EXERCISE | Count the lines in the material below that contain the string "building" and give only that number.

— begin RECORDS TO USE —

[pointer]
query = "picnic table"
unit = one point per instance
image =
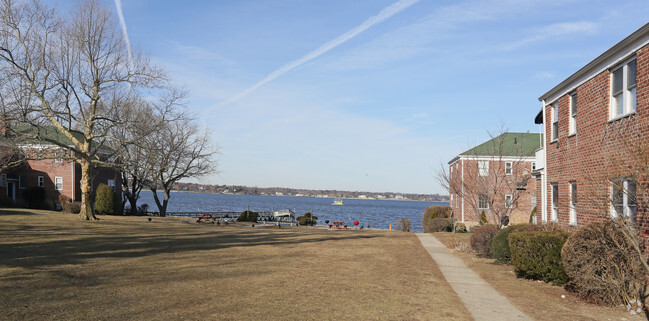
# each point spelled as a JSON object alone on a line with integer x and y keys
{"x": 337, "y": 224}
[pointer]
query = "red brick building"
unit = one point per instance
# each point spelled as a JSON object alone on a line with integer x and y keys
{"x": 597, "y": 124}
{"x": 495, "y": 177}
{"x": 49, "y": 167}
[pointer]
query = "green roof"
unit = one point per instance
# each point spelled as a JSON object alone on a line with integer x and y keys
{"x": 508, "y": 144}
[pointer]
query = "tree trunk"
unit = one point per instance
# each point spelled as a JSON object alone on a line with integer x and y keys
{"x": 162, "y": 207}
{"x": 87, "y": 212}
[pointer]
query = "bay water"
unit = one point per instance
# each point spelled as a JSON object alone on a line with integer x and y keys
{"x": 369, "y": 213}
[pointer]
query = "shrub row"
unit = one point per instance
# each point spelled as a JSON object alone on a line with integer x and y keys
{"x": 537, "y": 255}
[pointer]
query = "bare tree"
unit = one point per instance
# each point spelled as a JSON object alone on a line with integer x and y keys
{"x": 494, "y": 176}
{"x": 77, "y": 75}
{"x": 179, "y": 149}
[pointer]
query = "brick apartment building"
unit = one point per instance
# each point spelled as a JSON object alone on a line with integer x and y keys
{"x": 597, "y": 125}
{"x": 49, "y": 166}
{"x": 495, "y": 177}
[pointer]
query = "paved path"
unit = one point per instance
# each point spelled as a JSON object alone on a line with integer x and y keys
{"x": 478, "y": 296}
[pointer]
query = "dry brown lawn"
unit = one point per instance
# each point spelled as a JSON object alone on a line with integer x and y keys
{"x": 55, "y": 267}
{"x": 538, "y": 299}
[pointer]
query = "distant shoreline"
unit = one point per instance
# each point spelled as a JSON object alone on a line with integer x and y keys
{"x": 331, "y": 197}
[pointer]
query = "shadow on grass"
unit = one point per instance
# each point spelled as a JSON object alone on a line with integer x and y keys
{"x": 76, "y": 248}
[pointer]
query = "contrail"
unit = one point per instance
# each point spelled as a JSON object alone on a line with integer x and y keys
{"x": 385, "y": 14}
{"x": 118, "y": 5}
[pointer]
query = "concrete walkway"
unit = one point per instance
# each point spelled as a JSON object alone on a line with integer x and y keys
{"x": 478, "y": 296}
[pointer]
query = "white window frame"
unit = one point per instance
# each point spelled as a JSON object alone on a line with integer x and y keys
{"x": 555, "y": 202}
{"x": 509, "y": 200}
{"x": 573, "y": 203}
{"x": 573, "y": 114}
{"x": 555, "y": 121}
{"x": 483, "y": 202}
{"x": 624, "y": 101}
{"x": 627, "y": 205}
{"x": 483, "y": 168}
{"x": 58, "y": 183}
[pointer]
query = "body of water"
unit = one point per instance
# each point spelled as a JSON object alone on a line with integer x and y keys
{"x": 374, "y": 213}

— end RECORDS TO USE —
— begin RECORDS TO USE —

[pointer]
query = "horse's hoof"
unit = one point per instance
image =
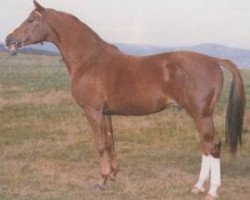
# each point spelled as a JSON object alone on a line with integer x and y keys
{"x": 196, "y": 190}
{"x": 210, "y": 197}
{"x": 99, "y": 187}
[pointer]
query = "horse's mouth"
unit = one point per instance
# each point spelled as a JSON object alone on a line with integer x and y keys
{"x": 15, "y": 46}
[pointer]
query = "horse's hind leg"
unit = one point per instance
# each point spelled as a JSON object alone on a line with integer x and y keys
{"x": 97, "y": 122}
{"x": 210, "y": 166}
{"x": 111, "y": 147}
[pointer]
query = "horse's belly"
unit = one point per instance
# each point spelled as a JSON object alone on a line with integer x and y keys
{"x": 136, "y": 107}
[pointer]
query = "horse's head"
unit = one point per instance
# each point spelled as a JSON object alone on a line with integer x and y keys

— end RECORDS TO USE —
— begin RECORDS TO USE —

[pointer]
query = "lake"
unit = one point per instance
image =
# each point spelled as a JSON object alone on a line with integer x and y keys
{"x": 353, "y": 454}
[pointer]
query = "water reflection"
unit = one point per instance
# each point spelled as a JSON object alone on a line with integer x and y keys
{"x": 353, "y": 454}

— end RECORDS TO USE —

PROBLEM SOLUTION | 2